Source data ▸
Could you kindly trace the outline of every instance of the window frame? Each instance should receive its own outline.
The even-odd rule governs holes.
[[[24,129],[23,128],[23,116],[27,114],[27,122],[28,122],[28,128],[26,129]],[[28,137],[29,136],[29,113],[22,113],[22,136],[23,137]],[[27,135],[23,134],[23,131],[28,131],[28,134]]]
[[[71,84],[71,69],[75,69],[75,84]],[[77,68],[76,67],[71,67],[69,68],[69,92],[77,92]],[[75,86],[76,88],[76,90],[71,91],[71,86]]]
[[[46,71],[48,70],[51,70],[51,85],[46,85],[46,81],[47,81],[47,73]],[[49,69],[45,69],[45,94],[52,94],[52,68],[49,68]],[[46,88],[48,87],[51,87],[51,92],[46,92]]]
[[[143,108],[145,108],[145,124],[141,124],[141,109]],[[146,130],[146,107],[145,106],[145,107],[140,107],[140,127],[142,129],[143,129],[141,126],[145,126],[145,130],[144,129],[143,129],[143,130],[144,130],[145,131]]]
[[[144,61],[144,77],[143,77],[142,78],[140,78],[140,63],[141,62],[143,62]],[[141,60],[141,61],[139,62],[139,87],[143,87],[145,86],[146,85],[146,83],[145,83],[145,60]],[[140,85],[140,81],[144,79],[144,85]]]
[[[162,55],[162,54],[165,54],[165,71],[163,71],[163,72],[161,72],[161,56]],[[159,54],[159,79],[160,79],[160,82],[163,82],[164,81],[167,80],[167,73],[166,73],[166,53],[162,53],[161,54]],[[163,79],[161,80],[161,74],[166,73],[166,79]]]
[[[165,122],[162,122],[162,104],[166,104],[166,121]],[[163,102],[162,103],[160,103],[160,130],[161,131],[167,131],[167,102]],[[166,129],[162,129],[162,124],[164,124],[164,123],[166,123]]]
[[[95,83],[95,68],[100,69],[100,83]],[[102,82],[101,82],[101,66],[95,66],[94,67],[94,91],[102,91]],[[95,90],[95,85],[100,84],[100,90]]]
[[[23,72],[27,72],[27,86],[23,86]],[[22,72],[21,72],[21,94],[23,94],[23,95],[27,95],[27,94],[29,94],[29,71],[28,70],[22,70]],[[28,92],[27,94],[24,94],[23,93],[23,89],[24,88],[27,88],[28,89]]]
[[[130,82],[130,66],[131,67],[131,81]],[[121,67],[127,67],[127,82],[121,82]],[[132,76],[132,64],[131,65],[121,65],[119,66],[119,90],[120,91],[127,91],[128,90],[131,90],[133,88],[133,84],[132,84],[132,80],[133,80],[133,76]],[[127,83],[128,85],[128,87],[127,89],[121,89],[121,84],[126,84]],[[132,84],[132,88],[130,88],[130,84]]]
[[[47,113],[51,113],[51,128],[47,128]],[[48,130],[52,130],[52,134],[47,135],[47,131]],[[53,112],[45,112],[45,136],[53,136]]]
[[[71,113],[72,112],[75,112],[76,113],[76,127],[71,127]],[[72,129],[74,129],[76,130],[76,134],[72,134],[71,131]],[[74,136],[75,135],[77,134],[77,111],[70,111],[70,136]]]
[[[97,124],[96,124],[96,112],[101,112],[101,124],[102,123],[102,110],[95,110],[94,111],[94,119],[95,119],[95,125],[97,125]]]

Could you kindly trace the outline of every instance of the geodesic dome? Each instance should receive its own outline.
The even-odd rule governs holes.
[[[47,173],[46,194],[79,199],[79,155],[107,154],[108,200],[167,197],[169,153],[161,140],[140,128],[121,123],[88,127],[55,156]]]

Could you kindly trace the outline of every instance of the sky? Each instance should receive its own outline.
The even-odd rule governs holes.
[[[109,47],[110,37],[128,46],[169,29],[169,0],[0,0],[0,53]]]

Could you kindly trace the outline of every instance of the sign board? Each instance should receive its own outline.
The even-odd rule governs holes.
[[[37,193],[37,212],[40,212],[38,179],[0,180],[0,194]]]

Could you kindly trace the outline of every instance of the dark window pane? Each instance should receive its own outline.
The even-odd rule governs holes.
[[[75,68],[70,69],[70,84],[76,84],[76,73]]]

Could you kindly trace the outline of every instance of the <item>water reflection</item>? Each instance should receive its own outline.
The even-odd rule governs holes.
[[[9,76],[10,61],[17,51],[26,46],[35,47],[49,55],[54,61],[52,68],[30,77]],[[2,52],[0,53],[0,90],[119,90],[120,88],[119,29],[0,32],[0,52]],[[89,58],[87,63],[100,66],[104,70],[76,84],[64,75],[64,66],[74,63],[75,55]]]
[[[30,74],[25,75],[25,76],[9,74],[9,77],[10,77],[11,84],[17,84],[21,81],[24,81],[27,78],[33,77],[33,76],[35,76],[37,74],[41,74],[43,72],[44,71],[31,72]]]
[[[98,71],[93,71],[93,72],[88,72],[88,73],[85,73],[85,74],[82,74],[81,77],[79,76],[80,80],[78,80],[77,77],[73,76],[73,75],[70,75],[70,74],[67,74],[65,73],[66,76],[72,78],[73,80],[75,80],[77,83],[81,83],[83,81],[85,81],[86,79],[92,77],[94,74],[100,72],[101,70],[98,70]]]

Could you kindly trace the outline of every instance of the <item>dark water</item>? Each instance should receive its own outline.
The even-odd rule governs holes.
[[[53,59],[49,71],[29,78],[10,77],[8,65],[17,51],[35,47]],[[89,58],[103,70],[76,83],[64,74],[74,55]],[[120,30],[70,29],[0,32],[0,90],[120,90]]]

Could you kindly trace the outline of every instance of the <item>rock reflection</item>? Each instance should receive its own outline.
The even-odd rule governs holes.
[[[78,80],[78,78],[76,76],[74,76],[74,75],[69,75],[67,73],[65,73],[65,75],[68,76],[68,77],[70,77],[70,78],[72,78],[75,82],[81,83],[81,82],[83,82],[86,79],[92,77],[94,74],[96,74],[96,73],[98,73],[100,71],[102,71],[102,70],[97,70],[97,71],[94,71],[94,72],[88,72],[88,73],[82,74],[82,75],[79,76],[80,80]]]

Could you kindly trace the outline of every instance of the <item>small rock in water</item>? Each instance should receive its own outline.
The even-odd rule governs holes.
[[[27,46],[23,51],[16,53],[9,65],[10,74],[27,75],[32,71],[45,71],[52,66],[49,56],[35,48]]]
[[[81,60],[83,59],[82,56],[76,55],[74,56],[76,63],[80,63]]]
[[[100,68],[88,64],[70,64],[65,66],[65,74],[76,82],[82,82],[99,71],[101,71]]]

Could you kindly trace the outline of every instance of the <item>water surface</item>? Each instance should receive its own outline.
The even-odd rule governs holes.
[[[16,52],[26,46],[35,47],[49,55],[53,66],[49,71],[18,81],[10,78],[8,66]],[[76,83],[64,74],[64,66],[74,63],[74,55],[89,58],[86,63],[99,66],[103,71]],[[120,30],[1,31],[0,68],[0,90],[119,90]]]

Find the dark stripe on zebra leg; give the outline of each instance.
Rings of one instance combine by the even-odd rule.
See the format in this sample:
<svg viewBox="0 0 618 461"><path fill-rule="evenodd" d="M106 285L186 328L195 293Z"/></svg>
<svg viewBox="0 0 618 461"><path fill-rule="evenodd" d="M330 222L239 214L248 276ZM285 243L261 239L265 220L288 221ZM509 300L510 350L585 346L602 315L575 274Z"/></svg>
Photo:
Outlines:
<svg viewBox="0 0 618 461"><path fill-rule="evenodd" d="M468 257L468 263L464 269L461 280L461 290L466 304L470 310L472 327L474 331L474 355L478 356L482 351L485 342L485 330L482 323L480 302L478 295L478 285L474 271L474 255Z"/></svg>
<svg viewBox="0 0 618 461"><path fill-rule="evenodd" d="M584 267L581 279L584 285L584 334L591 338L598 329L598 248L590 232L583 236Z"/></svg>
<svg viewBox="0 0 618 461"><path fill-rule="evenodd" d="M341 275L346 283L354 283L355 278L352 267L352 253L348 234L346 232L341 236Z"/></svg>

Exercise brief ▸ Express the records in the stretch from the line containing "pane? Each instance should receive its own outline." through the line containing "[[[75,68],[70,69],[70,84],[76,84],[76,73]]]" as a two-column CSV with the columns request and outline. Give one row per record, with its text under request and its answer under outline, each in a single quoted field with line breaks replaced by spaces.

Full answer ▸
request,outline
"Could you kindly trace the outline of every instance of the dark window pane? Each instance should receive its own outline. The even-odd rule governs holes.","[[[75,68],[70,69],[70,84],[76,84],[76,73]]]"